Reproduce, word for word, the whole diary entry about a morning at home with two young children and a call to a therapist.

DOCUMENT SECTION:

──────────

Our day began at 8am…. Nora screaming in her crib. Why screaming I’m not sure, as she was fine. But it, of course, woke up Nadia. It’s 10:25am and so far we’ve played outside a bit, washed the windows with popsicles (don’t ask) and completed one glycerin suppository. Don’t ask for details on that either! Nadia’s heart monitor says we have 1:31 hours remaining. I’m counting the minutes. And I want to recognize all the parents out there with children attached to anything. It’s a bit of a pain! And as soon as I yank off the sticks leads, Nadia is getting into the tub!
I called another therapist this morning, and while she is taking new patients, she doesn’t have an opening until July 7th, which feels like forever from now. And she’s out-of-network with our insurance. I need to call and see what I’d be paying… Should I care? Is good therapy worth good money? Several readers have told me to ‘vet therapists’ before I commit, meaning make sure they are on the same page as me with nuclear family ideas and such. Why do I feel like that’s cheating? Isn’t that like searching out someone to tell me what I want to hear, rather than perhaps tell me what’s normal and healthy in life? Or is normal and healthy relative? Or all crap?

──────────

EXCERPTED RECORDS:
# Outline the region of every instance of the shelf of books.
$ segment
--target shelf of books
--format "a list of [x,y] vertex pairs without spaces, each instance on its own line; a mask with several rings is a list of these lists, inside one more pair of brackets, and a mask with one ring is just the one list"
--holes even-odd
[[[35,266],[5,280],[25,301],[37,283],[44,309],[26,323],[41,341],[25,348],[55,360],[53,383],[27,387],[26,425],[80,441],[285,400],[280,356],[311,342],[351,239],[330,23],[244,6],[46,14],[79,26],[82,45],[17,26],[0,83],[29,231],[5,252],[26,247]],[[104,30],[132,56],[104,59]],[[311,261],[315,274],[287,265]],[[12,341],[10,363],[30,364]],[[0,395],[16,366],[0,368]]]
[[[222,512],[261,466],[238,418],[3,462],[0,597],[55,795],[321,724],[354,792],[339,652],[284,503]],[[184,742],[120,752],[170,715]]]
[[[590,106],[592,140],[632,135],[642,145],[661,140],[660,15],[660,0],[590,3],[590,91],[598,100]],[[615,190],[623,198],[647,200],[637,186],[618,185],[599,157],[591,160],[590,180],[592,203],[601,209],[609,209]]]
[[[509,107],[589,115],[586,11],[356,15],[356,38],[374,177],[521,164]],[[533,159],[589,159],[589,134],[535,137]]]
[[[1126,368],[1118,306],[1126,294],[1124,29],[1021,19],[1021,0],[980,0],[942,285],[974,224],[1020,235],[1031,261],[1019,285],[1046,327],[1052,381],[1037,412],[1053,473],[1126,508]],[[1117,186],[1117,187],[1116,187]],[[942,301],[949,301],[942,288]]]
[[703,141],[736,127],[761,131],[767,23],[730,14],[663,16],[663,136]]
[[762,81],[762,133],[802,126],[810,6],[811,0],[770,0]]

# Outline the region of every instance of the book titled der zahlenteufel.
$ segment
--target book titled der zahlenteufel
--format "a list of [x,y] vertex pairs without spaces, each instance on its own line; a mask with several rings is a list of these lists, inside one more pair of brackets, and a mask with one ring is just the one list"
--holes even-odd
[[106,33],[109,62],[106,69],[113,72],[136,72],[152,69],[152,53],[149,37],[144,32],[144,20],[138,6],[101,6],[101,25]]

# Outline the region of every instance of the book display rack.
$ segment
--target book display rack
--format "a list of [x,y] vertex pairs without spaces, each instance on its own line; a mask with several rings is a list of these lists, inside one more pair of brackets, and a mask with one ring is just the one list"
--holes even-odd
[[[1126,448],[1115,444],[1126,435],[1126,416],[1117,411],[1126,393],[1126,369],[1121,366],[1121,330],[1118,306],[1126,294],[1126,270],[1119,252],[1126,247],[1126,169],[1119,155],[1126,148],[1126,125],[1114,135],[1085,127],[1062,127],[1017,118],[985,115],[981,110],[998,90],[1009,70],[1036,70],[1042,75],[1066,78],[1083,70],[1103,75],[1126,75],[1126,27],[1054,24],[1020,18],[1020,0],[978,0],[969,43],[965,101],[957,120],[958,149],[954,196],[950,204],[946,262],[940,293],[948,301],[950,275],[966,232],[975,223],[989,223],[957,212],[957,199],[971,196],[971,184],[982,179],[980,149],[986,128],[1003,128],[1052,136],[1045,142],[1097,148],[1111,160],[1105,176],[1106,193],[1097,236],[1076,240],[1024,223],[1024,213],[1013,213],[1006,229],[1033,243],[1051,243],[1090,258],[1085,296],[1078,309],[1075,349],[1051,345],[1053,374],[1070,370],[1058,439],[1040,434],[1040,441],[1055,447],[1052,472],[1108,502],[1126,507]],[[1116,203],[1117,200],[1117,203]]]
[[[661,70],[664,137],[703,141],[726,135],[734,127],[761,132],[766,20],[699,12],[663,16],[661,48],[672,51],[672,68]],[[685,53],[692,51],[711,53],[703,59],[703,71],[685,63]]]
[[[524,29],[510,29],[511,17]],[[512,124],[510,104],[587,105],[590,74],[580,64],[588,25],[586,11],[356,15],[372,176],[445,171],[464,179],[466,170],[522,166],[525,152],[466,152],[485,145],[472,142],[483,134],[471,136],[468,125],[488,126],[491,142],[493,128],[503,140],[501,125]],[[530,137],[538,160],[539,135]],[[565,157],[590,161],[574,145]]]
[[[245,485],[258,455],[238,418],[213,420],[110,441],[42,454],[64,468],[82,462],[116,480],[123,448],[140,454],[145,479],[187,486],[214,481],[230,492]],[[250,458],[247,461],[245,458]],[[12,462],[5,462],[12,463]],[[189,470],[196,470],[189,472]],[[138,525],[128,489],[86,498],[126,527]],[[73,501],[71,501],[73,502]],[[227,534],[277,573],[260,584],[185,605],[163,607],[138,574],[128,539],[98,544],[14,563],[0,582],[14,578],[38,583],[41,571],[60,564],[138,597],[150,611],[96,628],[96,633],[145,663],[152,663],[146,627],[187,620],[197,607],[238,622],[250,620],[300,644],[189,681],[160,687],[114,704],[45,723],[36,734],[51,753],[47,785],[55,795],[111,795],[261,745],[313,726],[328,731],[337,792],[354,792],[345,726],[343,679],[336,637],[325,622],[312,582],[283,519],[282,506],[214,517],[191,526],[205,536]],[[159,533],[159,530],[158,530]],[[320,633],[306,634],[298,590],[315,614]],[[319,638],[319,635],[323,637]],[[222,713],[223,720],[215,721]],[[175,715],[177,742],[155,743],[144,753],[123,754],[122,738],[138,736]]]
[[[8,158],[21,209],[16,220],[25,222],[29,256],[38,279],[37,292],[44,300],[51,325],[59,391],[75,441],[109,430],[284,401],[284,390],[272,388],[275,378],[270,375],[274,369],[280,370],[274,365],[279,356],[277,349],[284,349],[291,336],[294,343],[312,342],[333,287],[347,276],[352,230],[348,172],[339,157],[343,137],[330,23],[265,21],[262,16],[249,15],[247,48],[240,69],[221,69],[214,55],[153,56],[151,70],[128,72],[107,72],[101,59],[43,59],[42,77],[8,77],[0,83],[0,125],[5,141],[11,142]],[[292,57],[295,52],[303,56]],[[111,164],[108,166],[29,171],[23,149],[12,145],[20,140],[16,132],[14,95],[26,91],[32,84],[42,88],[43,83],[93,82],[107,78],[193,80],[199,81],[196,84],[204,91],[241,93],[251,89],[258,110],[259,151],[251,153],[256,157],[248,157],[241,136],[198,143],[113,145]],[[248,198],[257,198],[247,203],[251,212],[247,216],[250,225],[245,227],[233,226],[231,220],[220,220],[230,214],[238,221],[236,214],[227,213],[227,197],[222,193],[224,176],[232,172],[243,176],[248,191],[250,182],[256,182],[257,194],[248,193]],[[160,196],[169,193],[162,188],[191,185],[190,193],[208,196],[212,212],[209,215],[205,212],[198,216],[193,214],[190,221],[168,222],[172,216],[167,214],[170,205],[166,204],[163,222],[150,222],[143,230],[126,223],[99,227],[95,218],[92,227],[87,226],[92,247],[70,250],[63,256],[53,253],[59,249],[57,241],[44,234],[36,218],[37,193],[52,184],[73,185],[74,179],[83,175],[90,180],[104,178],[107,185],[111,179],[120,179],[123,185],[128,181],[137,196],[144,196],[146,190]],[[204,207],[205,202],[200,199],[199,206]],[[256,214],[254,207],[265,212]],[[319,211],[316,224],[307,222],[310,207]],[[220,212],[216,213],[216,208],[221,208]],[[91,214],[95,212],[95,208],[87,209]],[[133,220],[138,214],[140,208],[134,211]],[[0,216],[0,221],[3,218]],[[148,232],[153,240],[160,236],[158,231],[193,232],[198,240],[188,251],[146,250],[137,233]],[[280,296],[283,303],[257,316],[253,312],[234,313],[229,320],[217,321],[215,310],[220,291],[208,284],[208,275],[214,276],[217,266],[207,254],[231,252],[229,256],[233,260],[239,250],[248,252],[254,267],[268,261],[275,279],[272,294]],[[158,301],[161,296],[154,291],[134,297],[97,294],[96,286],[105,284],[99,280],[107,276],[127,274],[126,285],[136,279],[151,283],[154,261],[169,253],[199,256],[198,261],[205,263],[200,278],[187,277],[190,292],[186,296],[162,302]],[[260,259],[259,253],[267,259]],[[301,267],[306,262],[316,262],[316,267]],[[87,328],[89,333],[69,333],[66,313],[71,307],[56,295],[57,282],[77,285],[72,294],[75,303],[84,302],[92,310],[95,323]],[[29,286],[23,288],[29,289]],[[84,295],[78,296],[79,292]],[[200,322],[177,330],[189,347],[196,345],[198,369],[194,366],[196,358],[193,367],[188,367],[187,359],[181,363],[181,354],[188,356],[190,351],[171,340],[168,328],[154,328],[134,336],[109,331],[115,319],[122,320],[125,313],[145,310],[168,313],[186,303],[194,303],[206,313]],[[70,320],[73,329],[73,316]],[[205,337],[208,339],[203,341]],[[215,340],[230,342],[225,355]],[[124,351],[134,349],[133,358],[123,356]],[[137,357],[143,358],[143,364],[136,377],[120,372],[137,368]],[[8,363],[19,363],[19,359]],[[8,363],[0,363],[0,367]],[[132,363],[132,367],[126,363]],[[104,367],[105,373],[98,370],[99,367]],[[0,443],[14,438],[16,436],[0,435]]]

──────────

ANSWER TO THIS TASK:
Our day began at 8am…. Nora screaming in her crib. Why screaming I’m not sure, as she was fine. But it, of course, woke up Nadia. It’s 10:25am and so far we’ve played outside a bit, washed the windows with popsicles (don’t ask) and completed one glycerin suppository. Don’t ask for details on that either! Nadia’s heart monitor says we have 1:31 hours remaining. I’m counting the minutes. And I want to recognize all the parents out there with children attached to anything. It’s a bit of a pain! And as soon as I yank off the sticks leads, Nadia is getting into the tub!
I called another therapist this morning, and while she is taking new patients, she doesn’t have an opening until July 7th, which feels like forever from now. And she’s out-of-network with our insurance. I need to call and see what I’d be paying… Should I care? Is good therapy worth good money? Several readers have told me to ‘vet therapists’ before I commit, meaning make sure they are on the same page as me with nuclear family ideas and such. Why do I feel like that’s cheating? Isn’t that like searching out someone to tell me what I want to hear, rather than perhaps tell me what’s normal and healthy in life? Or is normal and healthy relative? Or all crap?